• [Supplied material]:
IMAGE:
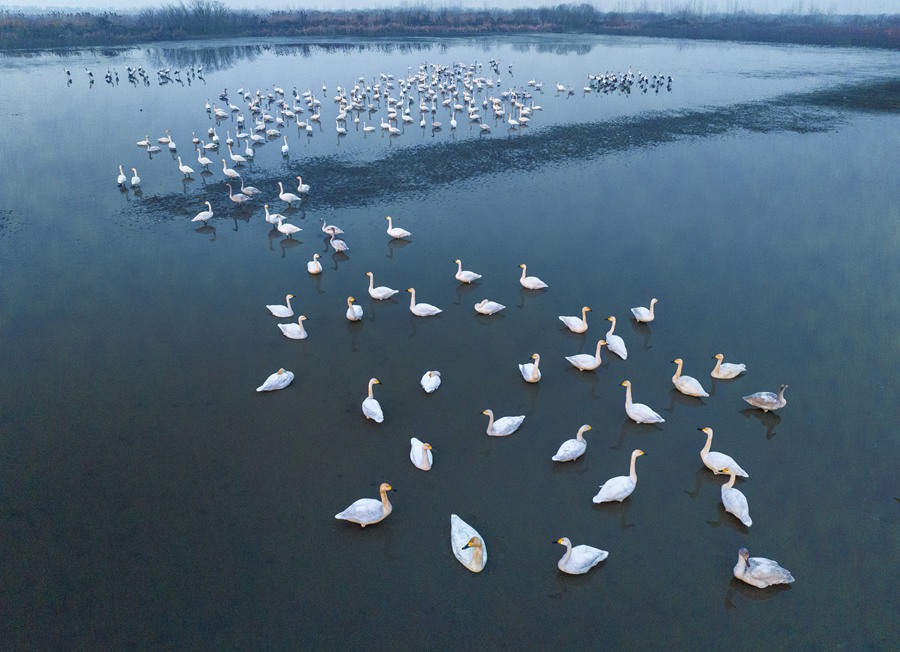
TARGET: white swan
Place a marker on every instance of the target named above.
(734, 500)
(575, 324)
(367, 511)
(687, 385)
(615, 343)
(431, 381)
(572, 449)
(502, 426)
(726, 370)
(530, 371)
(486, 307)
(464, 276)
(467, 545)
(644, 315)
(766, 401)
(371, 407)
(759, 571)
(716, 461)
(294, 331)
(620, 487)
(639, 412)
(586, 362)
(396, 231)
(421, 309)
(580, 559)
(279, 380)
(531, 282)
(420, 454)
(381, 292)
(354, 312)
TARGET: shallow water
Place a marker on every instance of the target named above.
(151, 498)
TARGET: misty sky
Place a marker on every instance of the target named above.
(761, 6)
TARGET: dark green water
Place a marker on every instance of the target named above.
(150, 499)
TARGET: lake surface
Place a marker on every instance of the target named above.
(151, 499)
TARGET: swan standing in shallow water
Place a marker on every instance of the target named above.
(726, 370)
(586, 362)
(620, 487)
(367, 511)
(371, 407)
(580, 559)
(639, 412)
(572, 449)
(759, 571)
(766, 401)
(502, 426)
(687, 385)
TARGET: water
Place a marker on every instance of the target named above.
(152, 499)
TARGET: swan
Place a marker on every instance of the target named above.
(367, 511)
(467, 545)
(759, 571)
(687, 385)
(620, 487)
(279, 380)
(586, 362)
(726, 370)
(575, 324)
(421, 309)
(734, 500)
(371, 407)
(531, 282)
(639, 412)
(464, 276)
(396, 231)
(354, 312)
(486, 307)
(381, 292)
(644, 315)
(420, 454)
(314, 266)
(502, 426)
(431, 381)
(716, 461)
(580, 559)
(766, 401)
(530, 371)
(572, 449)
(615, 343)
(203, 216)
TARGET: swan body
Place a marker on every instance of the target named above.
(502, 426)
(381, 292)
(687, 385)
(467, 545)
(294, 331)
(530, 371)
(639, 412)
(420, 454)
(580, 559)
(726, 370)
(421, 309)
(572, 449)
(615, 343)
(645, 315)
(759, 571)
(531, 282)
(431, 381)
(279, 380)
(620, 487)
(766, 401)
(368, 511)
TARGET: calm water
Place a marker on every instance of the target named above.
(151, 499)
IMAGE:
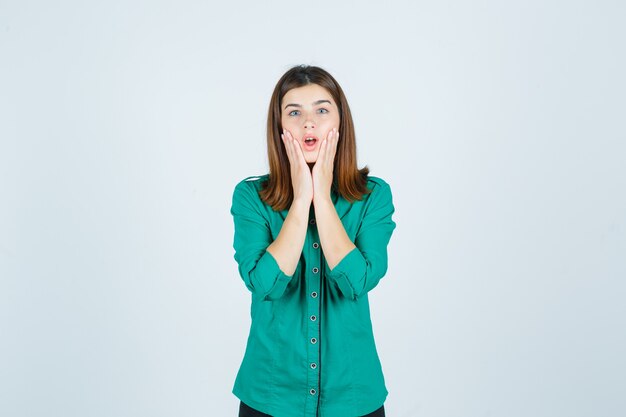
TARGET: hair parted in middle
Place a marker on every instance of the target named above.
(348, 180)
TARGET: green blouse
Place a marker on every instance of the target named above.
(311, 349)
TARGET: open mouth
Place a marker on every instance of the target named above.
(310, 142)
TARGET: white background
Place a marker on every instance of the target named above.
(499, 125)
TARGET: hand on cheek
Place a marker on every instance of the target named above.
(323, 169)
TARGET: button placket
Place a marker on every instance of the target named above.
(313, 324)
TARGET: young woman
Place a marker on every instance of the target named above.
(310, 242)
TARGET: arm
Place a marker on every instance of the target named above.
(258, 267)
(358, 269)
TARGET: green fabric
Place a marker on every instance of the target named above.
(291, 329)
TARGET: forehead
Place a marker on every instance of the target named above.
(307, 94)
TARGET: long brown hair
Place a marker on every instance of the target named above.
(348, 180)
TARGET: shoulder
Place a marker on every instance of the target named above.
(248, 188)
(253, 181)
(378, 185)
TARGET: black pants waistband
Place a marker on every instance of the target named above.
(246, 411)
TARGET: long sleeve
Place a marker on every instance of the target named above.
(257, 267)
(363, 267)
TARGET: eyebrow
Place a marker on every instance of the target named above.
(315, 103)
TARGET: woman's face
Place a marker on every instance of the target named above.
(309, 112)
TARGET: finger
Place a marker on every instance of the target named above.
(335, 145)
(298, 154)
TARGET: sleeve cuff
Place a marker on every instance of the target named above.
(349, 273)
(273, 280)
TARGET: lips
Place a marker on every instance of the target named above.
(309, 144)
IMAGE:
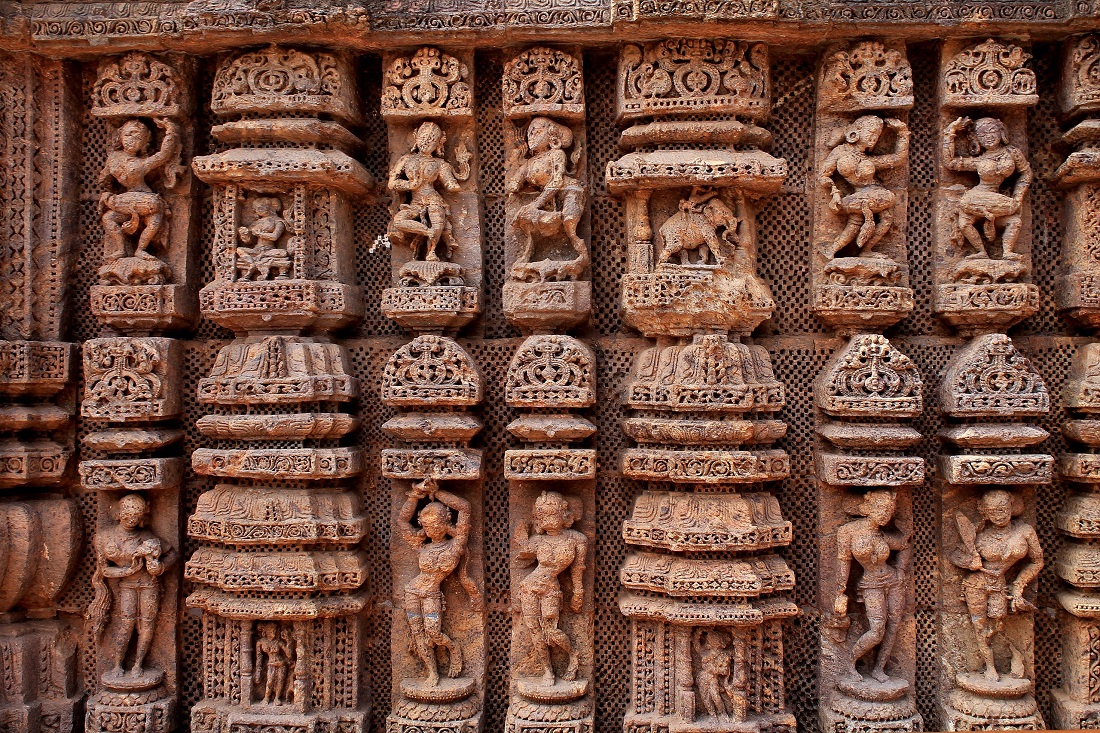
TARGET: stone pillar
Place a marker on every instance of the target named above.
(133, 386)
(868, 663)
(40, 524)
(706, 622)
(438, 637)
(986, 477)
(1076, 704)
(281, 581)
(551, 484)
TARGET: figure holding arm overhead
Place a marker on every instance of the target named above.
(994, 161)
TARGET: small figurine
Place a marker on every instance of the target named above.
(554, 548)
(267, 228)
(869, 207)
(273, 657)
(994, 161)
(722, 674)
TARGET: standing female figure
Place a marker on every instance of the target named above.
(441, 548)
(994, 161)
(989, 551)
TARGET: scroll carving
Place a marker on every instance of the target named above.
(988, 477)
(277, 579)
(692, 284)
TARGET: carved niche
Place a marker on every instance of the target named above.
(278, 577)
(547, 252)
(858, 264)
(1079, 178)
(439, 657)
(1076, 704)
(147, 190)
(868, 669)
(438, 643)
(692, 284)
(551, 484)
(987, 479)
(41, 529)
(435, 227)
(981, 262)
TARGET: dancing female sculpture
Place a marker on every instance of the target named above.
(989, 551)
(425, 218)
(882, 586)
(441, 548)
(557, 207)
(136, 558)
(869, 207)
(138, 209)
(994, 161)
(554, 548)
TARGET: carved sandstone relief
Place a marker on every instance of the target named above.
(981, 264)
(438, 637)
(278, 577)
(435, 228)
(1076, 703)
(438, 644)
(711, 657)
(145, 280)
(547, 250)
(988, 474)
(859, 269)
(868, 667)
(1079, 177)
(41, 528)
(551, 484)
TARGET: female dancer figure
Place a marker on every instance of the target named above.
(440, 548)
(882, 586)
(990, 551)
(554, 548)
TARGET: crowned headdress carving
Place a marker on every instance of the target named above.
(427, 84)
(136, 85)
(277, 79)
(866, 76)
(990, 379)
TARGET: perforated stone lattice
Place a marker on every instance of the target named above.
(798, 343)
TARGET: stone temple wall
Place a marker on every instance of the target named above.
(565, 365)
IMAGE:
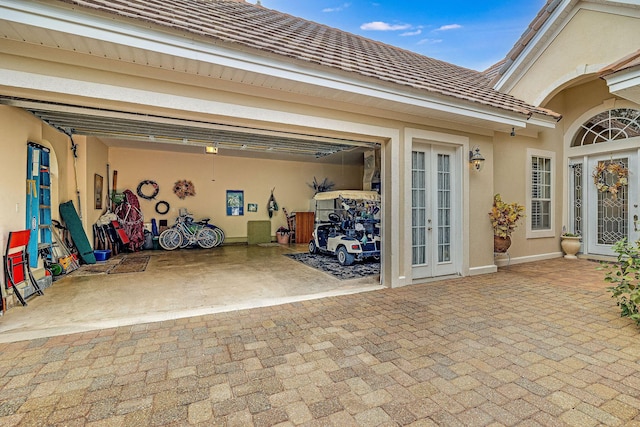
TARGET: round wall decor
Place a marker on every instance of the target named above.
(162, 207)
(152, 184)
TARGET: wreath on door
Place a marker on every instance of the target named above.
(616, 169)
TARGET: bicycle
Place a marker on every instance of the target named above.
(219, 231)
(185, 232)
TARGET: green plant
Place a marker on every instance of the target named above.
(505, 216)
(625, 275)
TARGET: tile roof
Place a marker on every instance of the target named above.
(541, 18)
(254, 26)
(629, 61)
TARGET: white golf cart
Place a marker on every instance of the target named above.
(347, 225)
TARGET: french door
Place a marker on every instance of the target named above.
(610, 215)
(435, 208)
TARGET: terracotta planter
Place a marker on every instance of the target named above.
(282, 238)
(501, 244)
(570, 246)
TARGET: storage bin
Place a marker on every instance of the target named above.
(102, 255)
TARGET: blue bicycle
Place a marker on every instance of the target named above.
(187, 232)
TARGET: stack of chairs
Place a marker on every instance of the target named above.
(16, 264)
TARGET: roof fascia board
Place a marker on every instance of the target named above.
(547, 34)
(543, 37)
(91, 26)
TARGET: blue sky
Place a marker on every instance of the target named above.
(472, 34)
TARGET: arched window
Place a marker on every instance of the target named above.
(611, 125)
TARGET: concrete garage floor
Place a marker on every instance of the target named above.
(175, 285)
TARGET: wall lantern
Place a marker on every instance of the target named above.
(476, 159)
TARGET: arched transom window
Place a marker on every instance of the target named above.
(611, 125)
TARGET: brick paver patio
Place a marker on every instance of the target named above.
(534, 344)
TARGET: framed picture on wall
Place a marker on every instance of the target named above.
(235, 202)
(97, 190)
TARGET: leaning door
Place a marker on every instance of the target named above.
(612, 202)
(435, 211)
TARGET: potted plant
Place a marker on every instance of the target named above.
(570, 243)
(504, 219)
(282, 235)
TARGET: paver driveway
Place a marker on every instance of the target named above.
(534, 344)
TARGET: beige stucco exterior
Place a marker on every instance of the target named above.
(589, 38)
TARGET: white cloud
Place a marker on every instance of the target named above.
(430, 41)
(338, 8)
(411, 33)
(448, 27)
(383, 26)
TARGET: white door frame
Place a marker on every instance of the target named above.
(432, 266)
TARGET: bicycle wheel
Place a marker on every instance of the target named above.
(170, 239)
(206, 238)
(219, 235)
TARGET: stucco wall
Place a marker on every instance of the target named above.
(590, 40)
(256, 177)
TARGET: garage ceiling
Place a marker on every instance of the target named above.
(147, 131)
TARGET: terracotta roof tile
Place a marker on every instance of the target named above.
(629, 61)
(254, 26)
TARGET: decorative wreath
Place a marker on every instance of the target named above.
(617, 169)
(151, 183)
(166, 207)
(184, 188)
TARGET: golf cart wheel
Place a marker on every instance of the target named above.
(344, 257)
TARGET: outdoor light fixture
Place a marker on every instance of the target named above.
(476, 159)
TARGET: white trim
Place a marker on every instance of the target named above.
(532, 51)
(546, 35)
(532, 152)
(111, 31)
(461, 143)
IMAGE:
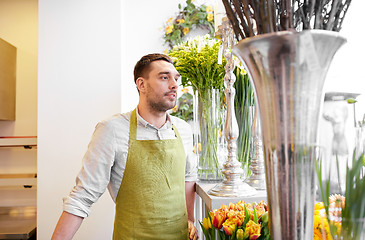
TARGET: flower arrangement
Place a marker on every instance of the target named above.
(244, 99)
(197, 62)
(346, 213)
(190, 17)
(237, 222)
(251, 18)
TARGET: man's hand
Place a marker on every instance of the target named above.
(193, 232)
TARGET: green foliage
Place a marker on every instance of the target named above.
(354, 209)
(244, 99)
(190, 17)
(197, 62)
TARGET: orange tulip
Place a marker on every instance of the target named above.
(253, 230)
(229, 226)
(206, 223)
(239, 234)
(219, 216)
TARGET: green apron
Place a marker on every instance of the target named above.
(151, 200)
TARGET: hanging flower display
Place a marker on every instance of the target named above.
(190, 17)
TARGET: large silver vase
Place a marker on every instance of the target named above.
(288, 71)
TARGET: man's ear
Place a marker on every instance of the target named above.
(141, 84)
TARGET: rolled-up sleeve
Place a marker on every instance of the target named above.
(191, 158)
(94, 176)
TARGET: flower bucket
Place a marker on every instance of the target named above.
(209, 115)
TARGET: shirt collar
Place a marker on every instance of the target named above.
(144, 123)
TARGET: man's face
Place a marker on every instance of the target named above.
(161, 86)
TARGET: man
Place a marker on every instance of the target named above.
(145, 159)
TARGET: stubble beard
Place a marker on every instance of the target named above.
(160, 106)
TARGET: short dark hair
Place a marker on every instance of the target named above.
(142, 66)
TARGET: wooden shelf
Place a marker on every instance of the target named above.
(27, 142)
(26, 180)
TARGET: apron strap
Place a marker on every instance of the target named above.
(133, 126)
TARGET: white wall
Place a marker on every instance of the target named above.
(19, 27)
(143, 25)
(79, 85)
(346, 73)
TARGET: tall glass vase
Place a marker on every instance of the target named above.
(288, 70)
(208, 133)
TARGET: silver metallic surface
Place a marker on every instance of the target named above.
(288, 71)
(232, 185)
(18, 222)
(257, 167)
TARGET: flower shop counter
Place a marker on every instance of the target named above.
(213, 202)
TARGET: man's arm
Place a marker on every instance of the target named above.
(67, 226)
(190, 199)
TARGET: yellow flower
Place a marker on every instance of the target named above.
(175, 109)
(206, 223)
(239, 234)
(319, 205)
(179, 21)
(253, 230)
(169, 28)
(186, 30)
(229, 226)
(185, 90)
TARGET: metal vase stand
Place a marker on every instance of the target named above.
(232, 184)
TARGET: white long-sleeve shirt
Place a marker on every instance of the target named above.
(105, 160)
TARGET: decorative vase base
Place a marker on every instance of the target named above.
(237, 189)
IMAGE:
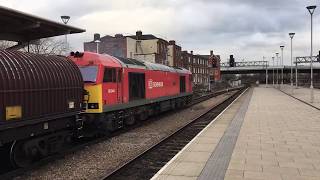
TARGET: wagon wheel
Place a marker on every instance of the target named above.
(129, 121)
(18, 156)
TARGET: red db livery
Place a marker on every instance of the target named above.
(122, 90)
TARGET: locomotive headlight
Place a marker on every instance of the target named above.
(71, 104)
(93, 106)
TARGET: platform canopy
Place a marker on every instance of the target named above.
(23, 28)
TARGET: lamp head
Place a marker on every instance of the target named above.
(311, 9)
(291, 35)
(65, 19)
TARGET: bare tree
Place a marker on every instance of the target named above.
(48, 46)
(6, 44)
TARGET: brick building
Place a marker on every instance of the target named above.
(214, 66)
(198, 65)
(174, 54)
(146, 47)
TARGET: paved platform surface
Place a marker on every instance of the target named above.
(278, 139)
(303, 94)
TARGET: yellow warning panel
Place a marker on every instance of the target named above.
(13, 112)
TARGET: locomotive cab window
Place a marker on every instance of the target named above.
(89, 73)
(109, 75)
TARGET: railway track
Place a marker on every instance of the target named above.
(148, 163)
(9, 173)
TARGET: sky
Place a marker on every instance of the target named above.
(248, 29)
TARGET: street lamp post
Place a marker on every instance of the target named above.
(65, 20)
(263, 59)
(291, 35)
(311, 11)
(97, 41)
(277, 55)
(282, 66)
(273, 71)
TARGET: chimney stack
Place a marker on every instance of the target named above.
(138, 34)
(172, 42)
(96, 36)
(118, 36)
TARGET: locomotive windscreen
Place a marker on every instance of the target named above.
(89, 73)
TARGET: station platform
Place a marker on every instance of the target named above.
(303, 94)
(264, 134)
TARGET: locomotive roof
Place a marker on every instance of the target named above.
(114, 61)
(148, 65)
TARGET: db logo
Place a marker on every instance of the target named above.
(152, 84)
(111, 91)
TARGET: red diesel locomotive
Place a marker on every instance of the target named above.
(122, 90)
(47, 101)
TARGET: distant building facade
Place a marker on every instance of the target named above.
(214, 66)
(147, 47)
(198, 65)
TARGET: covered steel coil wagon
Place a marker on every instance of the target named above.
(38, 95)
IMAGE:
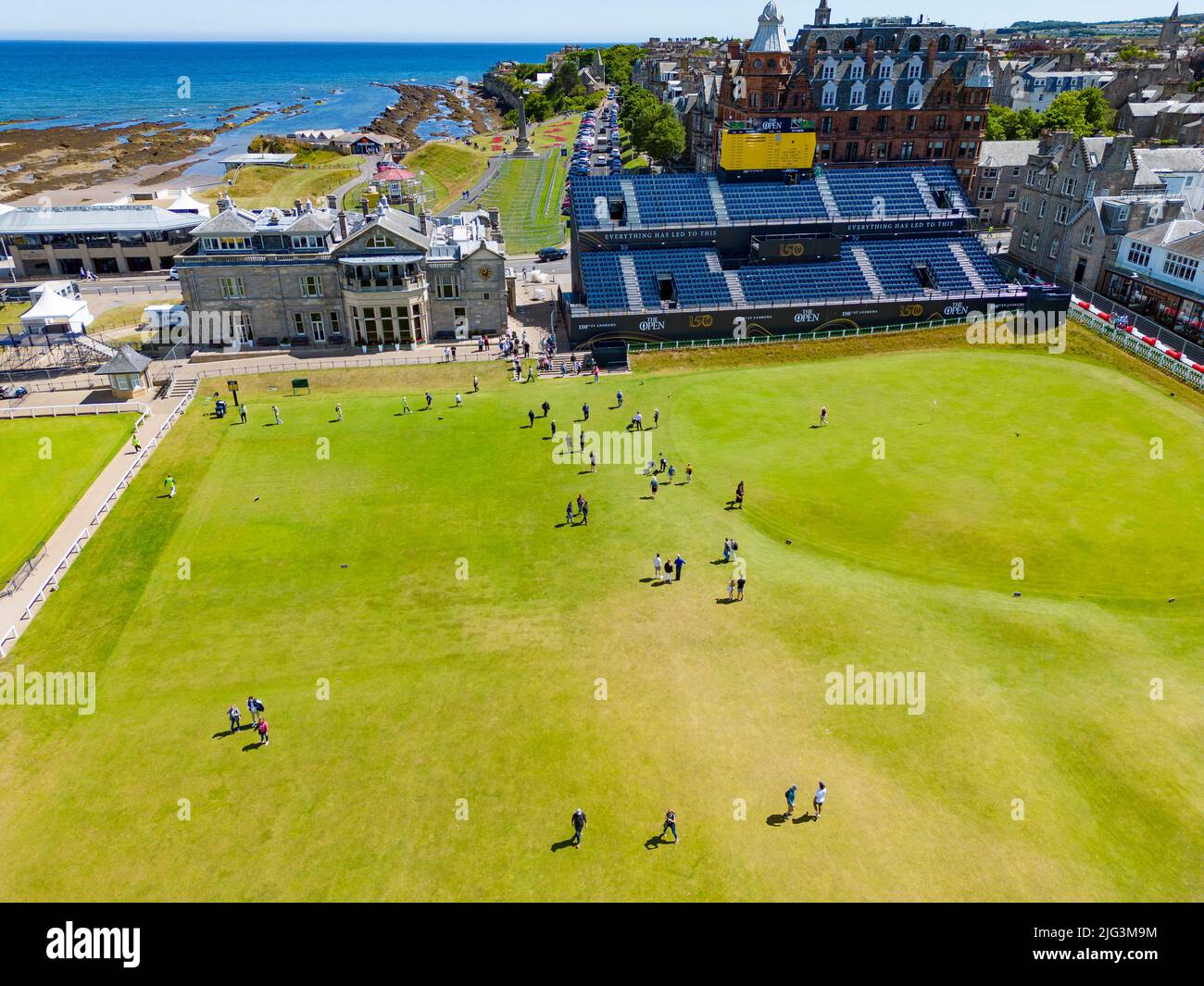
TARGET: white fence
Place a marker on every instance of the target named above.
(75, 411)
(52, 580)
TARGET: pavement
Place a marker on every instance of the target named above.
(81, 514)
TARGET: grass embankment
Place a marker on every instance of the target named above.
(46, 465)
(263, 185)
(528, 193)
(483, 684)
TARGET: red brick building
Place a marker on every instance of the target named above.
(883, 89)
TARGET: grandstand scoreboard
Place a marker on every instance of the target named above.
(778, 144)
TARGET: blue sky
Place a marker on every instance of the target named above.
(493, 19)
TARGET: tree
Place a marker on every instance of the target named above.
(666, 139)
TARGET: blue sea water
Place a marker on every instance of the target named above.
(93, 82)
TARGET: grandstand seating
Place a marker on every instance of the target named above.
(699, 281)
(858, 192)
(771, 201)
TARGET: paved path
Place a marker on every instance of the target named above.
(80, 518)
(478, 189)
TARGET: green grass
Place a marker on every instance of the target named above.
(261, 185)
(484, 688)
(448, 170)
(528, 193)
(47, 464)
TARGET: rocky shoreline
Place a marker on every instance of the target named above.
(418, 104)
(34, 161)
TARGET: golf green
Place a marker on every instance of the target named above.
(449, 670)
(46, 464)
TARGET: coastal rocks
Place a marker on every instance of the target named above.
(418, 104)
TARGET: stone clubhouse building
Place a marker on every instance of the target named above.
(324, 277)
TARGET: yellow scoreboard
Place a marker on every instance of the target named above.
(766, 151)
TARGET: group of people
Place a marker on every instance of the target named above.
(256, 708)
(581, 824)
(667, 572)
(817, 802)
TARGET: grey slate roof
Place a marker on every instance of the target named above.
(128, 360)
(1007, 153)
(93, 219)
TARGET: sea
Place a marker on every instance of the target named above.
(70, 83)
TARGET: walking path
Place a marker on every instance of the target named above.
(19, 609)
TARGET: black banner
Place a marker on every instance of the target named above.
(221, 942)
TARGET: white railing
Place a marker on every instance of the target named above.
(75, 411)
(52, 580)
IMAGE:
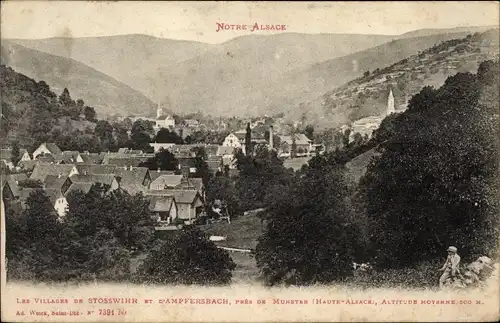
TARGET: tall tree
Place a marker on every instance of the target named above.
(166, 136)
(434, 182)
(309, 131)
(310, 236)
(248, 141)
(16, 153)
(90, 114)
(188, 258)
(163, 160)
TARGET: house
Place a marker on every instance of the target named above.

• [Task brief]: Omit the pictures and write out exactly the lines from the one containing "TARGET: red brick building" through the last line of the material.

• [Task output]:
TARGET: red brick building
Place a marker on every instance of the target named above.
(883, 89)
TARGET: grandstand scoreboard
Place a marker on every instance of the target named above.
(778, 144)
TARGET: blue sky
Place a marker on every instance of the target named above.
(493, 19)
TARGET: tree
Place a marker on every instance of the target named above.
(666, 139)
TARGET: blue sea water
Place a marker on every instance of the target named above.
(93, 82)
TARGET: grandstand seating
Place a marker on every instance of the target named above.
(699, 281)
(858, 192)
(771, 201)
TARGET: paved path
Place a marker on every instance of the target named above.
(80, 518)
(478, 189)
TARGET: green grass
Place a marker on every instance of the target named above.
(261, 185)
(484, 688)
(448, 170)
(528, 193)
(47, 464)
TARGET: rocky shoreline
Place a marker on every instance of the target named above.
(418, 104)
(34, 161)
TARGET: golf green
Place a marker on every instance of the target named above.
(449, 670)
(46, 464)
TARGET: coastal rocks
Place a marker on every instance of the target named above.
(418, 104)
TARGET: stone clubhouse building
Place a marker on every instance of the target named above.
(324, 277)
TARGET: yellow scoreboard
Place a marker on every instance of the target named above.
(766, 151)
TARGET: group of people
Place a marker on every instance of the target named above.
(256, 708)
(581, 824)
(667, 572)
(817, 802)
TARGET: grey slate roof
Place a marker on every instance of the target named above.
(128, 360)
(1007, 153)
(93, 219)
TARGET: sea
Place a marker on every instance of the target named above.
(70, 83)
TARGET: walking path
Place a marker on every instance of the target named above.
(19, 609)
TARGET: black banner
Place a marker on every instance of the target named above.
(221, 942)
TARGET: white railing
Place a marker on every instance of the target named above.
(75, 411)
(52, 580)
IMAGE:
TARGET: tall tree
Place a marker on every instance of the target named above.
(166, 136)
(434, 182)
(309, 131)
(310, 236)
(248, 141)
(16, 153)
(90, 114)
(188, 258)
(163, 160)
TARGET: house
Place a marker on every instance of the target named above.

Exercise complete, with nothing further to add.